For the remainder of the photon epoch the universe contained a hot dense plasma of nuclei, electrons and photons. About 380,000 years after the Big Bang the temperature of the universe fell to the point where nuclei could combine with electrons to create neutral atoms. As a result, photons no longer interacted frequently with matter, the universe became transparent and the cosmic microwave background radiation was created.
What is a photon?
In physics, a photon is an elementary particle, the quantum of the electromagnetic interaction and the basic “unit” of light and all other forms of electromagnetic radiation. Like all elementary particles, photons are governed by quantum mechanics and will exhibit wave-particle duality, which means that they behave just like waves and at the same time behave like particles. For example, a single photon may be refracted by a lens, but also act as a particle giving a definite result when quantitative mass is measured.
Theories of light
In most theories up to the eighteenth century, light was pictured as being made up of particles. One of the earliest particle theories was described in the Book of Optics (1021) by Alhazen, who held light rays to be streams of minute particles that “lack all sensible qualities except energy.” In classical antiquity, there were two major theories on vision. The first theory, the emission theory, was supported by such thinkers as Euclid and Ptolemy, who believed that sight worked by the eye emitting rays of light. The second theory, the intromission theory, supported by Aristotle and his followers, had physical forms entering the eye from an object. Alhacen argued on the basis of common observations (such as the eye being dazzled or even injured if we look at a very bright light) and logical arguments (such as how a ray could proceeding from the eyes reach the distant stars the instant after we open our eye) to maintain that we cannot see by rays being emitted from the eye nor through physical forms entering the eye. Alhacen instead developed a highly successful theory which explained the process of vision by rays of light proceeding to the eye from each point on an object, which he proved through the use of experimentation.
Alhacen (Ibn al-Haytham) proved that rays of light travel in straight lines, and carried out a number of experiments with lenses, mirrors, refraction, and reflection.
Since particle models cannot easily account for the refraction, diffraction and birefringence of light, wave theories of light were proposed by René Descartes (1637), Robert Hooke (1665), and Christian Huygens (1678); however, particle models remained dominant, chiefly due to the influence of Isaac Newton. In the early nineteenth century, Thomas Young and August Fresnel clearly demonstrated the interference and diffraction of light and by 1850 wave models were generally accepted. In 1865, James Clerk Maxwell‘s prediction that light was an electromagnetic wave—which was confirmed experimentally in 1888 by Heinrich Hertz‘s detection of radio waves—seemed to be the final blow to particle models of light.

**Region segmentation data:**
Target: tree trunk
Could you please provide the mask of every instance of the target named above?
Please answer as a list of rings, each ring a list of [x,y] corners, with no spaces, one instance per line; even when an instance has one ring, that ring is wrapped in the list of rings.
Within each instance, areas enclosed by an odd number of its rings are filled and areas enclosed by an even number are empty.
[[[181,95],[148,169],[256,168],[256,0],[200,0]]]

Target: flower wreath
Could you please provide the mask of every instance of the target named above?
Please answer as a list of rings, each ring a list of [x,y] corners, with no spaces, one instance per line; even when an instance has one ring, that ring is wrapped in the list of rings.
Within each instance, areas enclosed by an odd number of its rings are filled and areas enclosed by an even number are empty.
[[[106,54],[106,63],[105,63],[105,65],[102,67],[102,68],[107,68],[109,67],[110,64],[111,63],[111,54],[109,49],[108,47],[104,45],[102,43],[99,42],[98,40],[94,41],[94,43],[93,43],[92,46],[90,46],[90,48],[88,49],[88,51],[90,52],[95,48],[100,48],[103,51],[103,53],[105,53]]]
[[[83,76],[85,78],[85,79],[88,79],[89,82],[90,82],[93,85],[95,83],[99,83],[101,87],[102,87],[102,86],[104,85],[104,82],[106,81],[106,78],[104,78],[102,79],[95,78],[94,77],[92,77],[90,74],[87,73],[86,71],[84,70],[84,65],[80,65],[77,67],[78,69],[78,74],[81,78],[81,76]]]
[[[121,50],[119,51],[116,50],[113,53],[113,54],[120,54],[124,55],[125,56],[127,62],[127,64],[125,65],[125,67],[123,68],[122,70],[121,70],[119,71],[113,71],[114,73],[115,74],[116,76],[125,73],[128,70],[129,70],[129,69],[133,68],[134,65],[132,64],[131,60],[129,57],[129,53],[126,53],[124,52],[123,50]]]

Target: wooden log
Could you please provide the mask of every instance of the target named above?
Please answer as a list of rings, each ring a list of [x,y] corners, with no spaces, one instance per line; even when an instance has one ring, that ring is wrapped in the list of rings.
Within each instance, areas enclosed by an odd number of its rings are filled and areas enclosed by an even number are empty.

**PROMPT:**
Resume the passage on photons and theories of light, picking up right after its final sentence.

**EXERCISE ANSWER:**
However the modern concept of the photon was developed gradually by Albert Einstein to explain experimental observations that did not fit the classical wave model of light. In 1900, Max Planck was working on black-body radiation and suggested that the energy in electromagnetic waves could only be released in “packets” of energy; he called these quanta (singular quantum). Later, in 1905 Albert Einstein went further by suggesting that electromagnetic waves could only exist in these discrete wave-packets. The photon concept has led to momentous advances in experimental and theoretical physics.
Light does not travel in straight lines
In 1911 Einstein published a paper about the effects of gravity on light, about the way gravity bends or curves space and therefore light. So space is curved! He specifically looked at the gravitational redshift and the gravitational deflection of light. Redshift is looked at in our timeline about the discoveries by Hubble. Einstein’s paper challenged astronomers to detect the deflection during a solar eclipse.
In May 1919, a team led by the British astronomer Arthur Stanley Eddington claimed to have confirmed Einstein’s prediction of gravitational deflection of starlight by the Sun while photographing a solar eclipse with dual expeditions in Sobral, northern Brazil, and Príncipe, a west African island.
Eddington’s photograph of a solar eclipse, which confirmed Einstein’s theory that light “bends.” On 7th November 1919, the leading British newspaper The Times printed a banner headline that read: “Revolution in Science – New Theory of the Universe – Newtonian Ideas Overthrown.”